Copy out every line of the listing below without changing anything.

Pointing dataset excerpts:
++++
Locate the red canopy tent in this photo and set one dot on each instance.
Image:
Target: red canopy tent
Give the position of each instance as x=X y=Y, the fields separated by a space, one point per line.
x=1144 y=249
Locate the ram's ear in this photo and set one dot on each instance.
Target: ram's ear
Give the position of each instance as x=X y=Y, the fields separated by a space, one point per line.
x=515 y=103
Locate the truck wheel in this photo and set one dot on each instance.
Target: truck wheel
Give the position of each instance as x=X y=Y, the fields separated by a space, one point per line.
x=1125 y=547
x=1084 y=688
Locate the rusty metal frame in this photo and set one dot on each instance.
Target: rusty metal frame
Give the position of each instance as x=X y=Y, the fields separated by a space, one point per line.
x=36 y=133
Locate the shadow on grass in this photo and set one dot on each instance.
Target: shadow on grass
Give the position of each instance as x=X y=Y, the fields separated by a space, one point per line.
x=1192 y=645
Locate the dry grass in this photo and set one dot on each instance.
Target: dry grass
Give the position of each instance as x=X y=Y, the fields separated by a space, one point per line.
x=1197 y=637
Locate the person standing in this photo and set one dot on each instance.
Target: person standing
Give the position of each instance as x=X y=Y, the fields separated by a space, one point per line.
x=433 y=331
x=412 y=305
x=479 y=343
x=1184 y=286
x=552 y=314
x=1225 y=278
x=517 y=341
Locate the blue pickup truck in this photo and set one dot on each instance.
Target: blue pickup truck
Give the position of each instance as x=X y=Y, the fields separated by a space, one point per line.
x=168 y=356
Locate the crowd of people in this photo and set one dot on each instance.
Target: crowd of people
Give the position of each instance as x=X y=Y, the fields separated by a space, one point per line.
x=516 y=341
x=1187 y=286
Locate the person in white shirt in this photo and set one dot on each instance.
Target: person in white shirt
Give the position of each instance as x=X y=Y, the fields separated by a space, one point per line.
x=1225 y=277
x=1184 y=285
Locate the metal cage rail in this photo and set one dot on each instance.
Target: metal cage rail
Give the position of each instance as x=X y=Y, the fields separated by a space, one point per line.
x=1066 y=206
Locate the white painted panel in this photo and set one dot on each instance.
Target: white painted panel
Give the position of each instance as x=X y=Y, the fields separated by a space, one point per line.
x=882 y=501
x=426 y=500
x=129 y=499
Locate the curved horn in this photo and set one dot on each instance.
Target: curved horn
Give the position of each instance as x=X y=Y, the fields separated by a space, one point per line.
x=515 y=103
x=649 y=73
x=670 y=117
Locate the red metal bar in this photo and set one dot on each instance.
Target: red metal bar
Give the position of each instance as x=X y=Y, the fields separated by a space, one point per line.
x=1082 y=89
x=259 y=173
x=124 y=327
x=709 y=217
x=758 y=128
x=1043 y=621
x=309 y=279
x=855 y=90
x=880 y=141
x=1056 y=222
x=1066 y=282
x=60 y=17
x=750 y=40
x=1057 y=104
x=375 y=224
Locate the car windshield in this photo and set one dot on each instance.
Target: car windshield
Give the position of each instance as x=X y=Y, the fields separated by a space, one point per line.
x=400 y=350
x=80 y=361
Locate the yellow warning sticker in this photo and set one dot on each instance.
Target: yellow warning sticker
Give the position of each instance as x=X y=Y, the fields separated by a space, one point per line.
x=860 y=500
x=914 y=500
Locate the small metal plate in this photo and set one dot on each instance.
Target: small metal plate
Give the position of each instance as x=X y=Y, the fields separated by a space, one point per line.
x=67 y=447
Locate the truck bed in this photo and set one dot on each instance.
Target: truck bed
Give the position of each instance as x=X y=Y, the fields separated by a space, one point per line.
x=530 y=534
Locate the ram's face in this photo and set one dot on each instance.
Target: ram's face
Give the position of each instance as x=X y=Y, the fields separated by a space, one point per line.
++++
Correct result:
Locate the red canopy tent in this photo and set one dot on each instance.
Image:
Target: red canopy tent
Give the position of each instance as x=X y=Y, the fields separated by a space, one point per line.
x=1144 y=249
Locate the ram's ear in this photo and set one dot on each instance.
Target: ram's ear
Give the position of each instance as x=X y=Y, the fields separated by a space, one point per line.
x=515 y=103
Locate the truck wheel in this photo and set one dot on each instance.
Target: truck wheel
Give the position of each instance as x=X y=Y, the fields separated by a space, one point per line.
x=1125 y=547
x=1084 y=688
Locate the rusty metal frame in this photo and set one dot on each instance.
Target: rusty metal frame
Give the position of each instance as x=X y=Y, the fields separated by a space, one point per line.
x=36 y=133
Locate the shadow on grass in this photo and set one dot on each instance.
Target: shadow on grass
Give the position of each instance as x=X y=Y, the fields separated by a space, one point per line.
x=1192 y=645
Locate the dry grass in this photo and set one dot on each instance.
Target: dry grass
Give the position of each instance as x=X y=Y, the fields separated by a space, one point per line.
x=1197 y=637
Locate the person standing in this photo and set one dot on each instance.
Target: person standing
Give the position of each instance as x=X y=Y, the fields separated by a space, one point per line.
x=433 y=331
x=412 y=305
x=479 y=343
x=1184 y=286
x=552 y=314
x=1225 y=278
x=517 y=341
Locate the blue pickup truck in this photo and set one dot on each instance.
Target: blue pickup truck
Give the position of each instance as x=X y=Y, the fields separated by a space, one point per line.
x=168 y=356
Locate the crowd of people in this photo and set one dot on each instance.
Target: crowd of people
Give the position of each instance as x=X y=Y, the fields separated by a space, one point per line.
x=516 y=341
x=1187 y=286
Locate the person in white shirt in this photo and set one dot on each instance.
Target: person in white shirt
Give the position of each instance as x=X y=Y, the fields separated by a space, one point per line.
x=1225 y=277
x=1184 y=285
Locate the metal cage rail in this photo and set one dot on each instance.
Target: metal cage rail
Give the position of each instance as x=X y=Y, the fields separated by a space, one point per line.
x=1066 y=206
Locate the white painted panel in this photo and set one dot on each instance.
Target: white painted panel
Give the position of each instance as x=X y=Y, the fields separated by a space, one point per line.
x=882 y=501
x=426 y=500
x=129 y=499
Locate the curved horn in this photo and set one dot on each instance.
Target: curved horn
Give the position of each instance as x=X y=Y, the fields separated by a space, one point per line.
x=515 y=103
x=649 y=73
x=670 y=117
Locate the red metal bar in this photo and set one dot on each instance.
Target: red metal bar
Give the position of each instance as x=X y=Y, the fields separated by a space, one point per line.
x=1082 y=89
x=259 y=173
x=124 y=327
x=709 y=217
x=758 y=128
x=1043 y=621
x=309 y=279
x=855 y=90
x=880 y=141
x=1056 y=222
x=1066 y=282
x=60 y=17
x=750 y=40
x=1057 y=104
x=375 y=224
Locate the car windshield in this photo and set one dot on each instance.
Target: car windshield
Give the position of each instance as x=X y=Y, the fields separated by a space, one point per line.
x=400 y=350
x=80 y=361
Locate the yellow warning sticker in this photo and set one dot on each instance.
Target: yellow warning sticker
Give the position of each instance as x=X y=Y, the fields separated by a space, one point per line.
x=860 y=500
x=914 y=500
Locate the small metal plate in this photo and set one dot on each instance.
Target: small metal plate
Give the position of each instance as x=X y=Y, the fields separated by a space, one point per line.
x=67 y=447
Locate the truck bed in this photo and set one dot on each instance.
Target: truck bed
Give the position of each instance as x=X y=Y, the fields separated by a space, one point per line.
x=530 y=534
Locate the ram's face in this photo and set one dot on each instance.
Target: ram's face
Give the position of each instance as x=X y=Y, the fields separated by a space, one point per line.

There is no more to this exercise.